#### Instructions for the task
From the line that holds "Note: point at the waistband" to the last line of the data, copy everything exactly; leave out all the rest.

#### Material for the task
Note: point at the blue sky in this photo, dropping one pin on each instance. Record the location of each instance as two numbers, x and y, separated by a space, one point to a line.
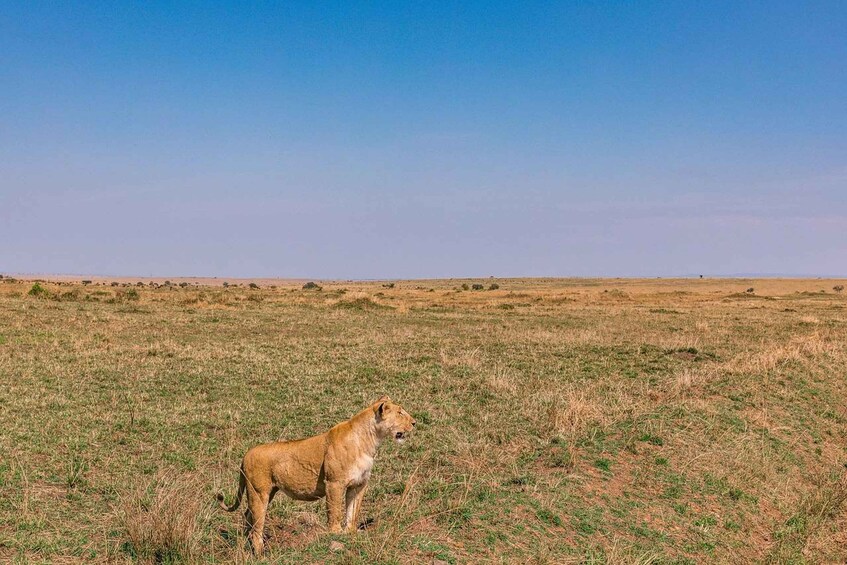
371 140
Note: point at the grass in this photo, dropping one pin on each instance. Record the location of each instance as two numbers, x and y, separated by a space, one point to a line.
571 420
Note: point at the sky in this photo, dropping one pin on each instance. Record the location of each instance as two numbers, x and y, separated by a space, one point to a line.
419 140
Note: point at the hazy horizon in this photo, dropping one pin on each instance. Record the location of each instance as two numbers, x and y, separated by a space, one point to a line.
343 141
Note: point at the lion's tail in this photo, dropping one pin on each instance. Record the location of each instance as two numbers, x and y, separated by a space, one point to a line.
242 484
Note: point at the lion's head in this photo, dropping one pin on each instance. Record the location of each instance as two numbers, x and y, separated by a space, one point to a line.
392 420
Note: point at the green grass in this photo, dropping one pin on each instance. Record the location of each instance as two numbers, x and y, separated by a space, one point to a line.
655 422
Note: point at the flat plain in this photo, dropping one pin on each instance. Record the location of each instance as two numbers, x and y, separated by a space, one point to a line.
559 420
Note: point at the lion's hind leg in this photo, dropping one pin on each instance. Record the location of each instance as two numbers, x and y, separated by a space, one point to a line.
257 509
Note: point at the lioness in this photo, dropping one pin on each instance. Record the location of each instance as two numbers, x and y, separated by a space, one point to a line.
335 464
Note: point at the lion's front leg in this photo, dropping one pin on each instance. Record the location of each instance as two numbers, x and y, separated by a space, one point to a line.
354 504
335 492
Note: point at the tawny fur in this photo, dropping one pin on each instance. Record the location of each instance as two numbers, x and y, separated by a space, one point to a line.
336 465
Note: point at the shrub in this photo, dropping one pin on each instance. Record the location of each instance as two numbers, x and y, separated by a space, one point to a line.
129 294
38 291
164 522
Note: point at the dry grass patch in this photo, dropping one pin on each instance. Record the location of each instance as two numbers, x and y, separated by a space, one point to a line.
166 520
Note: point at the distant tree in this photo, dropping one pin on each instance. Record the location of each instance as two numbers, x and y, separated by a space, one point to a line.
38 291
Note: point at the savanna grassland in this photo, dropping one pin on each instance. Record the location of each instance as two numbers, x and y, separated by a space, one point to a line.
569 420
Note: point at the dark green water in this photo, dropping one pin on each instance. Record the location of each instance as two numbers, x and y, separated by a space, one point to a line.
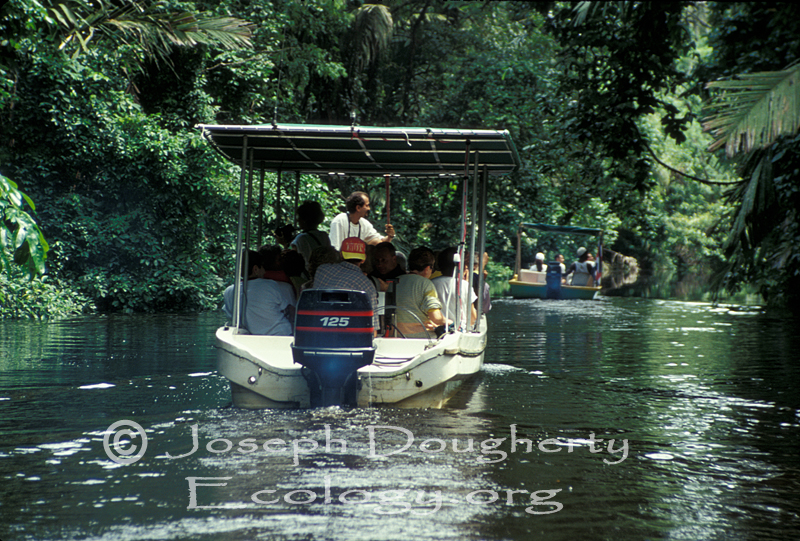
702 405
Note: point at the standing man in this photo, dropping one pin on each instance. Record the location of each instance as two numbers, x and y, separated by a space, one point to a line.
353 223
347 274
419 309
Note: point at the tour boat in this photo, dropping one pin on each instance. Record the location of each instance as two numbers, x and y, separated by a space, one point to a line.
333 357
532 284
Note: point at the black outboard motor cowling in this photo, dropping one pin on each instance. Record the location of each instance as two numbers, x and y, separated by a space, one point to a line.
333 338
553 279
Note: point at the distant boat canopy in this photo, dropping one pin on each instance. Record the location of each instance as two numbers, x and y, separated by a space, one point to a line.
363 150
567 229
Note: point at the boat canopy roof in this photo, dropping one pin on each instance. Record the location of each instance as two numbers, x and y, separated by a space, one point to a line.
561 229
363 150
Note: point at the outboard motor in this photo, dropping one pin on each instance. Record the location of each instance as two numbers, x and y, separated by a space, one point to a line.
333 339
553 279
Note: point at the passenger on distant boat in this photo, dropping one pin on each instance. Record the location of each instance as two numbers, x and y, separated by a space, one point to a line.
538 264
582 270
268 306
353 223
309 217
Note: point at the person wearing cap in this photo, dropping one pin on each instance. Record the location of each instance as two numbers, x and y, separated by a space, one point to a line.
419 310
348 274
582 270
538 264
354 223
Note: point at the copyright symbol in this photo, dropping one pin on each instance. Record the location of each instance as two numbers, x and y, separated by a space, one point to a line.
125 448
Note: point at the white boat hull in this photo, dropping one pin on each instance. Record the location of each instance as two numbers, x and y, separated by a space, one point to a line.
417 373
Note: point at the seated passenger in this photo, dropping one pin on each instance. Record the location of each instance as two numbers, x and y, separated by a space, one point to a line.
268 306
309 217
348 275
416 296
446 289
582 270
487 298
271 262
538 264
294 266
384 262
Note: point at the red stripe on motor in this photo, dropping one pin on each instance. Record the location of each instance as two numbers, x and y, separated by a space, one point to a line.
326 313
336 329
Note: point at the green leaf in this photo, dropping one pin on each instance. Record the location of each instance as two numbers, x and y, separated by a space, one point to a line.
754 110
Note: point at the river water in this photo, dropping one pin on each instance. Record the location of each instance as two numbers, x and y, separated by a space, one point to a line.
611 419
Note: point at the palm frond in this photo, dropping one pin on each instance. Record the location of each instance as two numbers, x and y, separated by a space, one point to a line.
155 32
372 26
754 110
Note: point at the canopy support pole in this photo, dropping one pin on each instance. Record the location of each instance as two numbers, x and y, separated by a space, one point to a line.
481 244
296 196
241 255
261 207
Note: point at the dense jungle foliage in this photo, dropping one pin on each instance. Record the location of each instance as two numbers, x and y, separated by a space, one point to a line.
111 200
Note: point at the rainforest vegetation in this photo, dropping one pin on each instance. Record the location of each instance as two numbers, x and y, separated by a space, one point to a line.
673 125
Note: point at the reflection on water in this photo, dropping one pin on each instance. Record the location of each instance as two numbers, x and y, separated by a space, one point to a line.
612 419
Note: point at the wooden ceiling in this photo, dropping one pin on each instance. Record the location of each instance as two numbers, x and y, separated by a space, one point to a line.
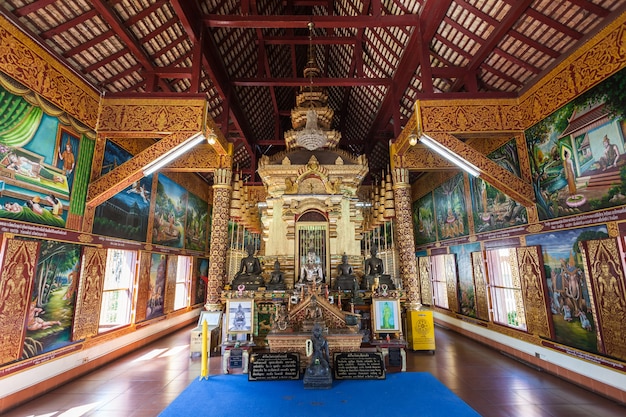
377 57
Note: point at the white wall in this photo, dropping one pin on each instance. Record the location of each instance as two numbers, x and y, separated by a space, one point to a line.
39 373
599 373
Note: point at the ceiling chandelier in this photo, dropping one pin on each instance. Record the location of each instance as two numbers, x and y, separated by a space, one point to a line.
311 137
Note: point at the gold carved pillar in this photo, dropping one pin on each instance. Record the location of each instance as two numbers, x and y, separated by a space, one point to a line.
219 237
405 239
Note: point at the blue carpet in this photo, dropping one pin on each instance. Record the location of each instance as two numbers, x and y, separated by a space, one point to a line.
404 394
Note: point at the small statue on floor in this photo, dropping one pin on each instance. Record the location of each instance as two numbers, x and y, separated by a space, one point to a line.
374 272
346 280
311 272
277 279
249 273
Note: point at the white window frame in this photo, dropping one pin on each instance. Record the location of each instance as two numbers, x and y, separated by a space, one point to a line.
119 283
439 282
506 306
182 294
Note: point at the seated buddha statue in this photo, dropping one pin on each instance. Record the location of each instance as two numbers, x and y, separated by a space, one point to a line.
346 280
374 269
311 271
249 273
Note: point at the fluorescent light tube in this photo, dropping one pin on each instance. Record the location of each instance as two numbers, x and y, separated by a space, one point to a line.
168 157
449 155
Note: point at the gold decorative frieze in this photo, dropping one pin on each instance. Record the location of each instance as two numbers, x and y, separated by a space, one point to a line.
27 62
130 171
453 116
120 116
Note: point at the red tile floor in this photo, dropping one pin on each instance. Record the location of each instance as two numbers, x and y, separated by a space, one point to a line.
143 383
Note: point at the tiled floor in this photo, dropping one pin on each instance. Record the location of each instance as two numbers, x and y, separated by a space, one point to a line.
145 382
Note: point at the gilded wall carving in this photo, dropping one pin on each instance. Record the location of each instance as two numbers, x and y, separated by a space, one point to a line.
29 64
425 283
534 292
18 272
219 236
153 116
451 282
89 300
143 285
480 286
170 284
467 116
132 170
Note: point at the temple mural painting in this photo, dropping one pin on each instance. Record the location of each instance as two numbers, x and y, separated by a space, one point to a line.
197 223
467 301
169 213
156 287
577 153
37 161
424 230
568 287
491 208
450 209
125 215
202 278
53 298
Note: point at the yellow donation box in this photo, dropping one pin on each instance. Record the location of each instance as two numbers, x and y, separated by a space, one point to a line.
420 330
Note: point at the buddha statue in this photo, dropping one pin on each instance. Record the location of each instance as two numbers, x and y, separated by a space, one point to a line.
346 280
374 269
277 279
249 273
311 272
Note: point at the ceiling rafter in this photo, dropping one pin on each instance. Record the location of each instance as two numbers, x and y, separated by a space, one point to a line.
518 8
297 22
68 24
189 14
430 15
126 37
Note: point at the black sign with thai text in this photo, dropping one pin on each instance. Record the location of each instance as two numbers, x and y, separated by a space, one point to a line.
359 365
274 366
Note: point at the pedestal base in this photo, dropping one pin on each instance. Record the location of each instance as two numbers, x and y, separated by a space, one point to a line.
318 381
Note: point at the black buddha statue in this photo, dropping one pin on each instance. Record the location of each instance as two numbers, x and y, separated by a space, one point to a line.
374 269
249 273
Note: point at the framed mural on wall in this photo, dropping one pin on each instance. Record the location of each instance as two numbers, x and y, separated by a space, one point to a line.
37 162
240 315
53 298
424 220
170 213
568 286
386 315
125 215
450 208
491 208
197 223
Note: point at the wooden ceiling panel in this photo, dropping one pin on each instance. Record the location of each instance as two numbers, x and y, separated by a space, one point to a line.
410 47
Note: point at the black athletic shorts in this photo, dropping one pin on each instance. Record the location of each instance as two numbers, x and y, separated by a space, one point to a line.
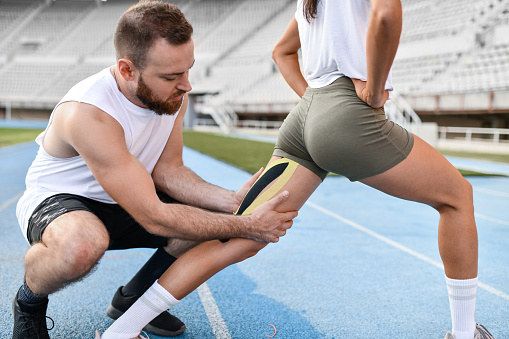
124 231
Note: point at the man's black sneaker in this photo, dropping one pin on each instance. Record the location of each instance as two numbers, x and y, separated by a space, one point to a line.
164 324
30 319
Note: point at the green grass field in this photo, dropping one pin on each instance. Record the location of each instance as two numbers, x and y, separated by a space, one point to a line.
248 155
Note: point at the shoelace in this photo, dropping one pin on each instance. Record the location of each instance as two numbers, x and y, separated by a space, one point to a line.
485 334
33 325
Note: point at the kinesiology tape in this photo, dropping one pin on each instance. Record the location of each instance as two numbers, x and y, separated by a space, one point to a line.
277 172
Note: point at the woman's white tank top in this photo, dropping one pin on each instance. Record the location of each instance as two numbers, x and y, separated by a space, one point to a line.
334 43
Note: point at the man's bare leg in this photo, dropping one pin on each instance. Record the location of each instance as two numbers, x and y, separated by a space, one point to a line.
197 265
70 247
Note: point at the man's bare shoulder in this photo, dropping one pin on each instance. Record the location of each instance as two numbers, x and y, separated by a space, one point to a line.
71 119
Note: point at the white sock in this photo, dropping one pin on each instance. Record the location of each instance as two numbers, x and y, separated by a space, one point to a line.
152 303
462 302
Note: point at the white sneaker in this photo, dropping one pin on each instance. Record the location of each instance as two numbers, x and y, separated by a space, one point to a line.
481 332
142 335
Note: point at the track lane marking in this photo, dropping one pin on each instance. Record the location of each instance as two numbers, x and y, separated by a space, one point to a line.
215 318
401 247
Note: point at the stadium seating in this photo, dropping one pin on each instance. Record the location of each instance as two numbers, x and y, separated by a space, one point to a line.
447 47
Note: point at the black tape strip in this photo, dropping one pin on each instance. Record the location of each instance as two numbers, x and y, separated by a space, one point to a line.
272 174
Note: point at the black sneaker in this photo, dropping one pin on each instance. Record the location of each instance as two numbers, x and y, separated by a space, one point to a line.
30 319
164 324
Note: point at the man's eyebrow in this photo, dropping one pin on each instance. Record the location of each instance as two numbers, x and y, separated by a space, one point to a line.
171 74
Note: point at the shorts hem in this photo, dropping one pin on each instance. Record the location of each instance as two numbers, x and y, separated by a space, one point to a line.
321 173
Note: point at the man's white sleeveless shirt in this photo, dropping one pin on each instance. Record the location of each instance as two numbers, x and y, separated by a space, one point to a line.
334 43
146 134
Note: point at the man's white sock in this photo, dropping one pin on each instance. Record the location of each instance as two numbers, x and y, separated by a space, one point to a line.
462 302
154 301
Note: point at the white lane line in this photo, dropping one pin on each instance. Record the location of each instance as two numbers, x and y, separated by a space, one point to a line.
401 247
215 318
10 201
492 192
485 217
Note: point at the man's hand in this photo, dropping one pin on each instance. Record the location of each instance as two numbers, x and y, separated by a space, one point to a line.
266 224
241 193
375 99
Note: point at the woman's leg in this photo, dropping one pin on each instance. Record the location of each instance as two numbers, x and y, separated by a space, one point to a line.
200 263
426 176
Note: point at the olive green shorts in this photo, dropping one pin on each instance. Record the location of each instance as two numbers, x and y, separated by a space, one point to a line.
332 130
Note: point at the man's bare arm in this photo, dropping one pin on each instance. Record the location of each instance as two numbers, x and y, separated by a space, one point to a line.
171 176
99 139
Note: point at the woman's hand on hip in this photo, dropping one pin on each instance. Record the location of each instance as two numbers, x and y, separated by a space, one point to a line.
375 99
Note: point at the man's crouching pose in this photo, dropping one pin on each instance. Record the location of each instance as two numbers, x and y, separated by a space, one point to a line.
111 143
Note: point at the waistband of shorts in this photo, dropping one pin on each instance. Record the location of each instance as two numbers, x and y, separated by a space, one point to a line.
341 83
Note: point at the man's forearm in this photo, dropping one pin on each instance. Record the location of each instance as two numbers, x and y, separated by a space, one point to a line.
191 223
186 186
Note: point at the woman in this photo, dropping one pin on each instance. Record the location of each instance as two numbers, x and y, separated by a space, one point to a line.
348 47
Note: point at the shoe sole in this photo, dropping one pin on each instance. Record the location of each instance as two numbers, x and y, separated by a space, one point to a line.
114 314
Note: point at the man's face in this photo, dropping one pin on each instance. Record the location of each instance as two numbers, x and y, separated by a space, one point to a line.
165 79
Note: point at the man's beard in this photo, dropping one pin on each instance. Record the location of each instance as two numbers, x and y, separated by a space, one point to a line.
160 107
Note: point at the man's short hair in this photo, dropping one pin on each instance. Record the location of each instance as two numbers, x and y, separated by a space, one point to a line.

#### Solution to the problem
Note: point at the waistband of shorts in this photo, dropping one pin on each instance. Record the location of each instance as two numbers, x and y, separated by a space, one point to a line.
341 83
Note: point at the man's forearm in this photo, dropping one pin on each instance. Record the location of each instance as two numbers, x and y, separated by a space, one point to a line.
191 223
186 186
Note: point at the woman in this photo, dropping one pin on each instance. Record the location of each instance as two numbers, x and y, separated by a space, one point to a line.
348 47
Note: point at the shoe sole in this photo, dropping one pin on each instance. Record the location of each instance as two numbers, x and y, separated by a space, one point to a line.
114 314
Note: point at the man's face in this photo, dropping one pin on each instance. Record the location of each instance as two numbers, x and y, separated by a space, one point to a line.
165 79
Note: point at the man's beard in this photo, dropping one pin on each instance. Record the location of each instance as two numbers, x and y, separated by a space, one point to a line.
160 107
Note: point at the man's short hair in this photo, dropping one pin on each instance. Record the location of each instance as two numbers, x and y, separated by a space, one point to a line.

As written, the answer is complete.